The entries that follow include a run beginning at the line with "In each <instance>" and ending at the line with "rough mask: <svg"; restate that run word for word and leave the rest out.

▶ [Data]:
------------------------
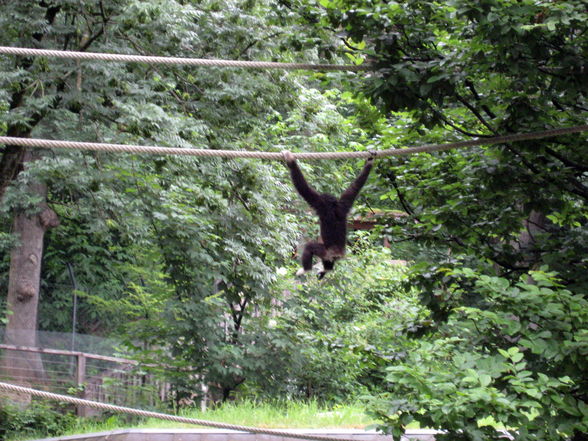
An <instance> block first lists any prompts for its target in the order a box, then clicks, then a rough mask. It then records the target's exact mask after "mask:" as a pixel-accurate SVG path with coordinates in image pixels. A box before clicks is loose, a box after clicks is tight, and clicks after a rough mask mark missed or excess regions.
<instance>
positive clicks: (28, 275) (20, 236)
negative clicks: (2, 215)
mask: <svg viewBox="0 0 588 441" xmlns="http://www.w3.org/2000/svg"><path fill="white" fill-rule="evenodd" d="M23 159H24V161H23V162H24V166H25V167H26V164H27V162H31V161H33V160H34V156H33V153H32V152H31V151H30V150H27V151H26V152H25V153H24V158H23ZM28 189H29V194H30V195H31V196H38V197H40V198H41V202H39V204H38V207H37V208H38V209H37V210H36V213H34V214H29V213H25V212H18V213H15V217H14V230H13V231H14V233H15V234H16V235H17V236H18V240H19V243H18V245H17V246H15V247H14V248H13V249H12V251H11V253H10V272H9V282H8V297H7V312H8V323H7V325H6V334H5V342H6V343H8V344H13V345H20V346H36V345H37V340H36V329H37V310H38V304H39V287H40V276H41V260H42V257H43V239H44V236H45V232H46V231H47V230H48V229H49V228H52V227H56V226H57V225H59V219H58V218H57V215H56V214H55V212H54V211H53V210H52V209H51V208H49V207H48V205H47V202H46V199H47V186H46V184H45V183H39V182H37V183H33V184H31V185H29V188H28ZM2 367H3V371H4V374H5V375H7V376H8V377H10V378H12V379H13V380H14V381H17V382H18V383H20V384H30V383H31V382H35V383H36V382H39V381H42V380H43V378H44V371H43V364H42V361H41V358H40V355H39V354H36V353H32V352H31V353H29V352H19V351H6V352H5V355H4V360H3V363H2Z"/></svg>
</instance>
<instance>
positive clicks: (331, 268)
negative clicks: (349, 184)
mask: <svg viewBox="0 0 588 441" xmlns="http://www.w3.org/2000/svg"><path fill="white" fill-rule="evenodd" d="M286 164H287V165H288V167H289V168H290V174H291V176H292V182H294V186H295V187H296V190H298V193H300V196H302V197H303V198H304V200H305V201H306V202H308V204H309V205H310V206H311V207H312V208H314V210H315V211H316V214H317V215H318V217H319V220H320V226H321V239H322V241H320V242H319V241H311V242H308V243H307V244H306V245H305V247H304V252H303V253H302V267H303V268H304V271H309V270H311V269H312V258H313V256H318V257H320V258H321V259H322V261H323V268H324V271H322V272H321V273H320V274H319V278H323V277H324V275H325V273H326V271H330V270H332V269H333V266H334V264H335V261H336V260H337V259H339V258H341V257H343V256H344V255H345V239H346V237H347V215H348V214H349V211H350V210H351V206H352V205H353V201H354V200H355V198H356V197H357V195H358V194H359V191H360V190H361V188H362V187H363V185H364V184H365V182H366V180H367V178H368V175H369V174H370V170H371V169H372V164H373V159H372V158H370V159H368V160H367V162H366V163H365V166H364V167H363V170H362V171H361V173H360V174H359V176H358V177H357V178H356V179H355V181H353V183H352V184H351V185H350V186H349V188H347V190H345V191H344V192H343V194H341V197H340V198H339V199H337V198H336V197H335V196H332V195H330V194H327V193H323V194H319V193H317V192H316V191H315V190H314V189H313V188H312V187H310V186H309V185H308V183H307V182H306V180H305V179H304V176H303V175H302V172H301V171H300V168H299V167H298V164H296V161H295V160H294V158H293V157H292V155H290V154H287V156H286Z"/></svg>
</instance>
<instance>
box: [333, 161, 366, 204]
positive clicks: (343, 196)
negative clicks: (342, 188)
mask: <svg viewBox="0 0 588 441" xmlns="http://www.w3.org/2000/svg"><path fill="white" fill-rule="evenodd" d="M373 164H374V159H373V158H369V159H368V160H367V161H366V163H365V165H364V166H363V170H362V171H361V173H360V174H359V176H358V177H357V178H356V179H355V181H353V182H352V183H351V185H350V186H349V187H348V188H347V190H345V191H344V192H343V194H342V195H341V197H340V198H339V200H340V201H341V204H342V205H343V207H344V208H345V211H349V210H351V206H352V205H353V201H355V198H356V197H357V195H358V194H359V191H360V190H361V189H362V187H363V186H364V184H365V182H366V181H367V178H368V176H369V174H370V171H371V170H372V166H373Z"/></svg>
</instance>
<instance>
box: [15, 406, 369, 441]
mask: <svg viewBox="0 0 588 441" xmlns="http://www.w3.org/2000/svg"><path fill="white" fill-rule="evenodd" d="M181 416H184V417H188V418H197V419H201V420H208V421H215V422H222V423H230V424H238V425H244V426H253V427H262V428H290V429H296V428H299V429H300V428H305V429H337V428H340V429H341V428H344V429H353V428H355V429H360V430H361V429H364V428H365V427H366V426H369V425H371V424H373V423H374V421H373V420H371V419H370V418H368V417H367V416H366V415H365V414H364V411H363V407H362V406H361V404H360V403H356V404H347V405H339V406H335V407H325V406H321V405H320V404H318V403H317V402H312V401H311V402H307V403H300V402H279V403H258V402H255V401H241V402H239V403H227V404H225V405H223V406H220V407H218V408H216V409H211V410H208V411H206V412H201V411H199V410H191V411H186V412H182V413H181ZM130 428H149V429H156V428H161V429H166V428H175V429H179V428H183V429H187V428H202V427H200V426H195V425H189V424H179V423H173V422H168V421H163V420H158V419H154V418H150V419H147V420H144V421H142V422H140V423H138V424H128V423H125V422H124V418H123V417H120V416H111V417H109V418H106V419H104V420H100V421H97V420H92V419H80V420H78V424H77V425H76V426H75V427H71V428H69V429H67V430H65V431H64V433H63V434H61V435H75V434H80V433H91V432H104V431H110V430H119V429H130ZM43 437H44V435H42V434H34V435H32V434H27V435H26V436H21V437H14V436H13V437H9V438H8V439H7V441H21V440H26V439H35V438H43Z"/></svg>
------------------------
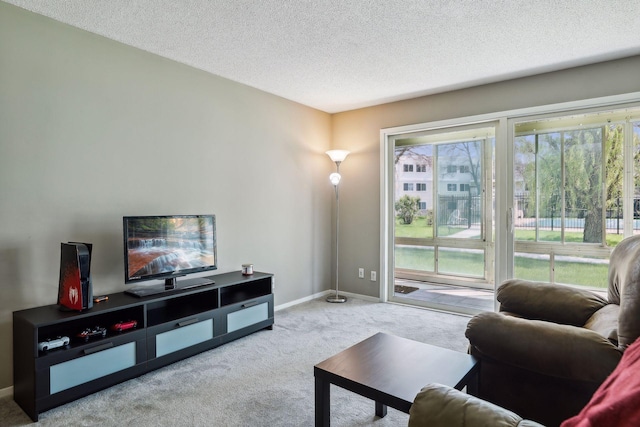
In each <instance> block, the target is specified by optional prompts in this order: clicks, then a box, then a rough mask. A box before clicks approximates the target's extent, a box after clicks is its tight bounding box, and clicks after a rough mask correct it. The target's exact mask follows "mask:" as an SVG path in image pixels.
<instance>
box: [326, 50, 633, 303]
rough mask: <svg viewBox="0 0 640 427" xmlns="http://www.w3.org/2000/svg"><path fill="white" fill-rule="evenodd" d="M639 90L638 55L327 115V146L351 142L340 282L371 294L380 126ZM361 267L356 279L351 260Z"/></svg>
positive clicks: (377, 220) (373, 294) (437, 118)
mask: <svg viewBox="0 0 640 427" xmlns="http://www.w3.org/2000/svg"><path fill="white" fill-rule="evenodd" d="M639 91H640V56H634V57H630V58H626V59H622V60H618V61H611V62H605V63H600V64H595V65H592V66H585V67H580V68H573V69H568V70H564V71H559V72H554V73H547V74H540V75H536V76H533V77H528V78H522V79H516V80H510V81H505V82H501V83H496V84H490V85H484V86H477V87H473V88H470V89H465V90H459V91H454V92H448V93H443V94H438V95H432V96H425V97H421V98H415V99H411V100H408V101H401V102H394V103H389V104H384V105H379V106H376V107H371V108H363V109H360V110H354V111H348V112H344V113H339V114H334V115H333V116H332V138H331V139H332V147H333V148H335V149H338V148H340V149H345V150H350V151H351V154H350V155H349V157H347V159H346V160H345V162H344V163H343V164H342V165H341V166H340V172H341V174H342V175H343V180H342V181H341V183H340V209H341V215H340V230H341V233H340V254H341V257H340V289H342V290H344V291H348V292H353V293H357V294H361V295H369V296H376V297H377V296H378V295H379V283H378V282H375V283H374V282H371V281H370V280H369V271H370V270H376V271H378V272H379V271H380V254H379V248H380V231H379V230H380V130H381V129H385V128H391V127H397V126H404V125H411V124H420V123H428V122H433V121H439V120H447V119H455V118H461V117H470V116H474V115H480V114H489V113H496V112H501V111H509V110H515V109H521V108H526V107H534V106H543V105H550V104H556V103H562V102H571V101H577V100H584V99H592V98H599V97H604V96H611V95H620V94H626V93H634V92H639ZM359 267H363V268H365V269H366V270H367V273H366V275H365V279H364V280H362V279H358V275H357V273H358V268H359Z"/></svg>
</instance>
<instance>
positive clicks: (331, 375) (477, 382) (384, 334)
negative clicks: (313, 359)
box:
------------------------
▶ [Response to this exercise]:
In each <instance> block, the target is specified by optional prompts in this order: clicks, then a box, then a rough mask. A box before clicks approximates the target's extent, a box after clicks is its tight bounding box, and clicks after a rough mask correct it. The target's exact mask follows "mask:" as an SVG path in image pixels.
<instance>
box: [326, 50, 633, 303]
rough mask: <svg viewBox="0 0 640 427" xmlns="http://www.w3.org/2000/svg"><path fill="white" fill-rule="evenodd" d="M639 90L638 55L327 115V146L351 142L340 282L371 294L380 126ZM361 267L356 279L351 260Z"/></svg>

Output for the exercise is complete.